Given task:
Answer these questions from the award announcement below:
(a) At which meeting of the CITES Conference of the Parties were the awards presented?
(b) Since what year has the Animal Welfare Institute presented the award?
(c) What position did the person the award is named for hold?

Source excerpt:
** start **

AWI Honors Wildlife Protection Heroes at International Wildlife Trade Conference

The 2022 Clark R. Bavin Wildlife Law Enforcement Award recipients
Photo by Frank Kohn/USFWS

Panama City, Panama—Exemplary wildlife law enforcement leaders from seven countries were recognized Tuesday with the Clark R. Bavin Wildlife Law Enforcement Award at the 19th meeting of the Conference of the Parties (CoP) to the Convention on International Trade in Endangered Species of Wild Fauna and Flora (CITES) in Panama City.

Since 1994, the Animal Welfare Institute (AWI), in coordination with the Species Survival Network, has presented the prestigious award at CITES CoPs to individuals, organizations, and agencies that have demonstrated excellence in combatting wildlife crime.

The award is named for the late chief of the US Fish and Wildlife Service's Office of Law Enforcement, who pioneered the agency's highly effective use of covert investigations and “sting” operations to uncover illegal wildlife trade.

** end **

Provided information:

** start **

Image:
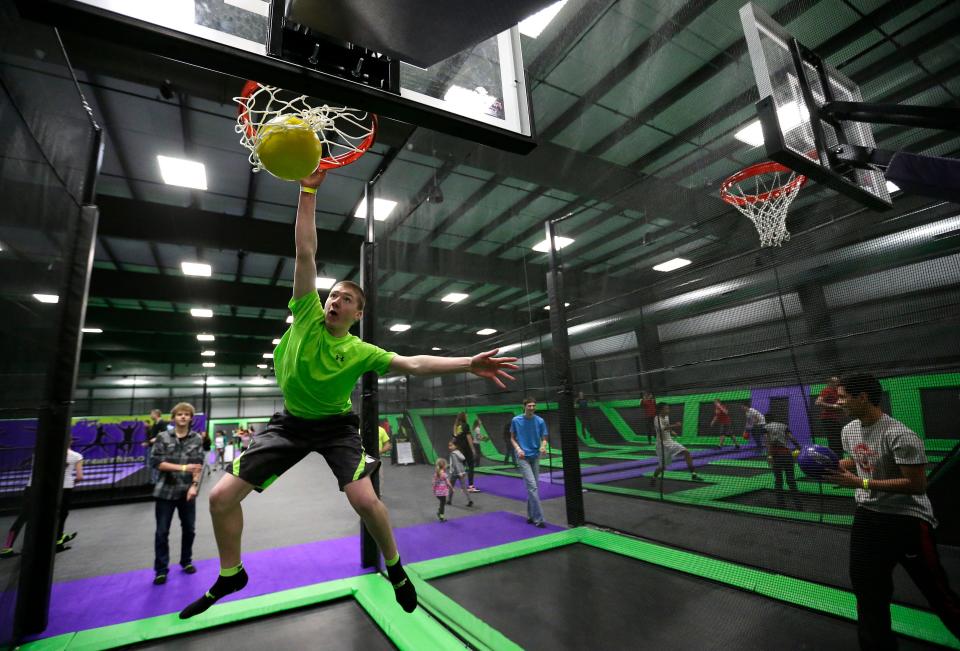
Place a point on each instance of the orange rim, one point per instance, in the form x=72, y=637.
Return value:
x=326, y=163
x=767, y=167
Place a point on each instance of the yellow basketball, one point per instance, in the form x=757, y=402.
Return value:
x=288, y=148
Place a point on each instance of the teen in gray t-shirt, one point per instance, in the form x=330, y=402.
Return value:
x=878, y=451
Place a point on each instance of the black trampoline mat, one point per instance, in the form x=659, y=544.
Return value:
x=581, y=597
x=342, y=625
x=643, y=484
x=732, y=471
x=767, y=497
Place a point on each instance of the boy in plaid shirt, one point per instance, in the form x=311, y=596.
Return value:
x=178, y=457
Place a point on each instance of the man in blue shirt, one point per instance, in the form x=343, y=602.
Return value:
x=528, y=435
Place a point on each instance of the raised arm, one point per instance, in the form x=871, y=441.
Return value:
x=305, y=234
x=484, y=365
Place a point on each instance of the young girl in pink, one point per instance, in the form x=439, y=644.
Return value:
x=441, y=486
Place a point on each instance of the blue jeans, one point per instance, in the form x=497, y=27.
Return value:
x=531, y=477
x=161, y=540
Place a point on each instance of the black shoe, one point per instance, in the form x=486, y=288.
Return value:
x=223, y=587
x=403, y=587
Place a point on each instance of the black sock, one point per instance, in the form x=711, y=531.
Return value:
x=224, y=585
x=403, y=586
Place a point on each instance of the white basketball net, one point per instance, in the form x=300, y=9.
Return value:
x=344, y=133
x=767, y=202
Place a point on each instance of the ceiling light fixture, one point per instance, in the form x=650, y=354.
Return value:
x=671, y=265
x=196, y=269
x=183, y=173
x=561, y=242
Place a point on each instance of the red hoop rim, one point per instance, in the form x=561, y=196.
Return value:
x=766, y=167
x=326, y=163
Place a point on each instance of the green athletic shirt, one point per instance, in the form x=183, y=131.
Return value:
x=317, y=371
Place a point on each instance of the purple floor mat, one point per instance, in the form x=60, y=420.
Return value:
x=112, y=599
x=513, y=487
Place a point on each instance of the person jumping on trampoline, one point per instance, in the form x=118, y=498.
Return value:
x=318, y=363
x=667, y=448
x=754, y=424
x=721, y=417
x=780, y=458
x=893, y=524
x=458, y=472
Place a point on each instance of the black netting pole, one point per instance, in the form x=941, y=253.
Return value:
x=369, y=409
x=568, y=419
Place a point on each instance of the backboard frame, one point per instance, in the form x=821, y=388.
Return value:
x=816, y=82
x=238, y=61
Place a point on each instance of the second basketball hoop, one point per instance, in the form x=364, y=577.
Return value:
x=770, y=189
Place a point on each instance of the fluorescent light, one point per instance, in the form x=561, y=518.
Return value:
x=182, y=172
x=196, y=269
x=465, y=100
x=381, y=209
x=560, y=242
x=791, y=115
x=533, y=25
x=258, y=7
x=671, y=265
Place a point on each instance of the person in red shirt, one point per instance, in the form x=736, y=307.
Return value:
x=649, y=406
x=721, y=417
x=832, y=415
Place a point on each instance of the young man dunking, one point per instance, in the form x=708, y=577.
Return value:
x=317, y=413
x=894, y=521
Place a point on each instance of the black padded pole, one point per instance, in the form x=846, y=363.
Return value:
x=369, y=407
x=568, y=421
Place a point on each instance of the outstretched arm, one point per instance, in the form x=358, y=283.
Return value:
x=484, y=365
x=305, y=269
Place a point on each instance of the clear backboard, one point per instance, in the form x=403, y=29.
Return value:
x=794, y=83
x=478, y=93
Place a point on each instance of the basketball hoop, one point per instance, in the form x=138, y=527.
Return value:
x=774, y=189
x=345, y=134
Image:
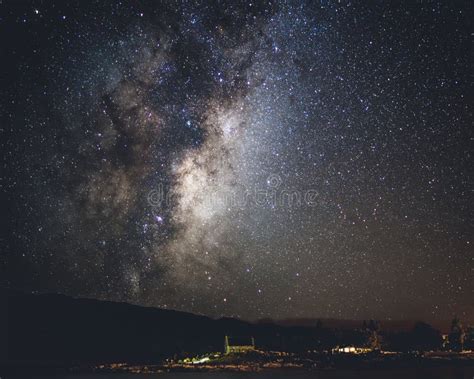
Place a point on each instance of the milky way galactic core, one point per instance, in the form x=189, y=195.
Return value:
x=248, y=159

** end **

Answer in full:
(a) The 19th meeting
(b) 1994
(c) Chief of the US Fish and Wildlife Service's Office of Law Enforcement